The records:

[BEGIN]

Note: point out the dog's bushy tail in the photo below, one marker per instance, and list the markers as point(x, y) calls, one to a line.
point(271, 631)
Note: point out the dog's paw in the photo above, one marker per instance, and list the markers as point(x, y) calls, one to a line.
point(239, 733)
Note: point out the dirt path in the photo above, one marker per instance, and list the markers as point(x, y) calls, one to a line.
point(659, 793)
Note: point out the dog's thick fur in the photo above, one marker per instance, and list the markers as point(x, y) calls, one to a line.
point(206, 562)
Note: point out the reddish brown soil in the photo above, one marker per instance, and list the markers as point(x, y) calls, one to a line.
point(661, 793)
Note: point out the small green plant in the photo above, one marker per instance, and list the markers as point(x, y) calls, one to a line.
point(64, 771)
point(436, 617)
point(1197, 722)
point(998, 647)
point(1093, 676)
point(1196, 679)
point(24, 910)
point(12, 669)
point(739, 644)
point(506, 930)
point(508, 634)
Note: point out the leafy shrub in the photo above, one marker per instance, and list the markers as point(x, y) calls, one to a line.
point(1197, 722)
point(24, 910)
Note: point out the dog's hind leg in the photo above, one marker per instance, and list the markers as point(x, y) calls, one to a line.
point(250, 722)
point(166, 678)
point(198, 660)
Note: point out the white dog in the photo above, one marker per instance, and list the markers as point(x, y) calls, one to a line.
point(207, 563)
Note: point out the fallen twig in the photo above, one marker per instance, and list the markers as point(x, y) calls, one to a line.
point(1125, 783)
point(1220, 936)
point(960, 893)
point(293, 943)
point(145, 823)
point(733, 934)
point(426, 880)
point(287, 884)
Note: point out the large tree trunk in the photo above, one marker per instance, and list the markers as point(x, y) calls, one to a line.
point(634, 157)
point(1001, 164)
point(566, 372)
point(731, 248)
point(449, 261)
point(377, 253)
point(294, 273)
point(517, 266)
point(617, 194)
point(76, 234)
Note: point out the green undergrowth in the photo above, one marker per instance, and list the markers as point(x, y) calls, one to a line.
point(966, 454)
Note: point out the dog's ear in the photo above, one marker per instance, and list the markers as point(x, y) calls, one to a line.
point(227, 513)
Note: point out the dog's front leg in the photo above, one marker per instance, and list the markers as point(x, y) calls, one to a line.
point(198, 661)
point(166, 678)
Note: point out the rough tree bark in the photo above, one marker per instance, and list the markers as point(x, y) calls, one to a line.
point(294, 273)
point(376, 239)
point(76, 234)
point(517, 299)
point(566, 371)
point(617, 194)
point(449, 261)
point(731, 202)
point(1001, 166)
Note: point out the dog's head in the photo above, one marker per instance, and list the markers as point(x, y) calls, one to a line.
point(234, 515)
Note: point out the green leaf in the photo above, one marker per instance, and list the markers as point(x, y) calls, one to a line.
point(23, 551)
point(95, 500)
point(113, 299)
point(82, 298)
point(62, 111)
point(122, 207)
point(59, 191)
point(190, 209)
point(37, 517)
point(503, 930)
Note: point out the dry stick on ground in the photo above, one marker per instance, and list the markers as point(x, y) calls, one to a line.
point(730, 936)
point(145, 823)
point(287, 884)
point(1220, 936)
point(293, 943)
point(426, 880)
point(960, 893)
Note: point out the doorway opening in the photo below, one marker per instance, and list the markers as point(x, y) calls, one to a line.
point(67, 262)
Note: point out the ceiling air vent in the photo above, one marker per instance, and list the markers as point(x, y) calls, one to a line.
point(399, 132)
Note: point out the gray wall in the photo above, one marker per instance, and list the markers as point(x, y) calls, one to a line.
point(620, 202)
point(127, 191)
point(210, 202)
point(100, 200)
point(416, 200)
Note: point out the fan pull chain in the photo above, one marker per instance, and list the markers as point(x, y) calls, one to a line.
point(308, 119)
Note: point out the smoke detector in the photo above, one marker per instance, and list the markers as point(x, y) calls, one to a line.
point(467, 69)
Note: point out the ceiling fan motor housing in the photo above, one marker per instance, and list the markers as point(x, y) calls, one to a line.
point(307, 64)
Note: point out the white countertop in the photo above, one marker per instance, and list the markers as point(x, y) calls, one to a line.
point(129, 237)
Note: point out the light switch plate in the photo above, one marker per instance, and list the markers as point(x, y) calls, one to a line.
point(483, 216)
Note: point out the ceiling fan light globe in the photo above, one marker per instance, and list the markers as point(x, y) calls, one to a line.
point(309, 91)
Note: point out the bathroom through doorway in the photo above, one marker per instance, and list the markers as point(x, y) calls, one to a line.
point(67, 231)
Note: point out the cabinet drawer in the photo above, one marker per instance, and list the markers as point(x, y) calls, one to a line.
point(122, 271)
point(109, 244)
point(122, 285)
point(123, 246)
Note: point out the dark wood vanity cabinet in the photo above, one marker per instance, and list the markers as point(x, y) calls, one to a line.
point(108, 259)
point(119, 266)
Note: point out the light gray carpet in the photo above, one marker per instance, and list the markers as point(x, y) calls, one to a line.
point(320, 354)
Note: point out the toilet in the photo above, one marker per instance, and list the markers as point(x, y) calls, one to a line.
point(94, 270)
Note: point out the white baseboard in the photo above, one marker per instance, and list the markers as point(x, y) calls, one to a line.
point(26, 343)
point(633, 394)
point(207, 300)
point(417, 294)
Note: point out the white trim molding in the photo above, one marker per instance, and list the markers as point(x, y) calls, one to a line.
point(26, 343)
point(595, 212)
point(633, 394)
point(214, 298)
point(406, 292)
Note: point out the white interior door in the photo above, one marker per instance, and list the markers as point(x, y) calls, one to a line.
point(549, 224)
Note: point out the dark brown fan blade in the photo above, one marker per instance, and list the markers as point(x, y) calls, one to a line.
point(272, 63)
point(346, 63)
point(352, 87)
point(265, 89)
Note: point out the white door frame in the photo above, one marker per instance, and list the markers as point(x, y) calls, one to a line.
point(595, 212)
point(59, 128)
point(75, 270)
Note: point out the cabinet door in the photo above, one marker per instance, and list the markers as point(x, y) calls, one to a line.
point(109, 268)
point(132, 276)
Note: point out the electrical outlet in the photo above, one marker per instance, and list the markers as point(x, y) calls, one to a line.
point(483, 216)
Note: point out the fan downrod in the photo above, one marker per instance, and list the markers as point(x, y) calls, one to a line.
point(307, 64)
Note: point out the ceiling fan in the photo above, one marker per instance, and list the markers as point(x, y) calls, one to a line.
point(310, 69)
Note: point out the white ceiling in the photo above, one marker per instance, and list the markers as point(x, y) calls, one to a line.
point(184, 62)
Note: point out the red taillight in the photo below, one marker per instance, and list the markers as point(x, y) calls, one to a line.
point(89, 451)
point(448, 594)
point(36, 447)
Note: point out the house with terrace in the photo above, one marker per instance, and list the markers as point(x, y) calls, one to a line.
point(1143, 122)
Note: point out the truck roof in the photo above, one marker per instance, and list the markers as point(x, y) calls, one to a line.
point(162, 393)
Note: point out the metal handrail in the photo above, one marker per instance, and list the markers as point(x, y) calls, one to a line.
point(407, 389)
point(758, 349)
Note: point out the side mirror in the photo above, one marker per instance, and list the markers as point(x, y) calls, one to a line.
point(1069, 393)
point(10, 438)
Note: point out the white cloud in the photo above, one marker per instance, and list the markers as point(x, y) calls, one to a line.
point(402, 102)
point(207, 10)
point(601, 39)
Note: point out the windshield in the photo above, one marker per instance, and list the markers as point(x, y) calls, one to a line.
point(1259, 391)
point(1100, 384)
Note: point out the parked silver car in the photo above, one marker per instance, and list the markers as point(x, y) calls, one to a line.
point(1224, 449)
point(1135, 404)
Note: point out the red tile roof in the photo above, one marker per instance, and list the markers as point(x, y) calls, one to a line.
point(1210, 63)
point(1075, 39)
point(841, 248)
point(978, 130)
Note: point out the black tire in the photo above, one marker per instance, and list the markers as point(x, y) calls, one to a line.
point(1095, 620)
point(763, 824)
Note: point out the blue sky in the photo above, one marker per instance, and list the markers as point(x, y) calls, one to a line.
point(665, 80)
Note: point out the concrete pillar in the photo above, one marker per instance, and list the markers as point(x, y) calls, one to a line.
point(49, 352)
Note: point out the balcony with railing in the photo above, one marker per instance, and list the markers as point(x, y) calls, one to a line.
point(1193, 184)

[END]

Exercise brief: Reproduce everything from the start of the items down through the line containing "point(239, 733)", switching "paw" to "front paw" and keeping all else unchanged.

Solution for this exercise:
Note: point out the dog's bushy tail in the photo below, one marker per instance, and list the markers as point(x, y) calls, one to a line.
point(271, 631)
Note: point out the dog's front paw in the photo above, one marker per instance, and list the markers as point(x, y) calls, one to a line.
point(239, 733)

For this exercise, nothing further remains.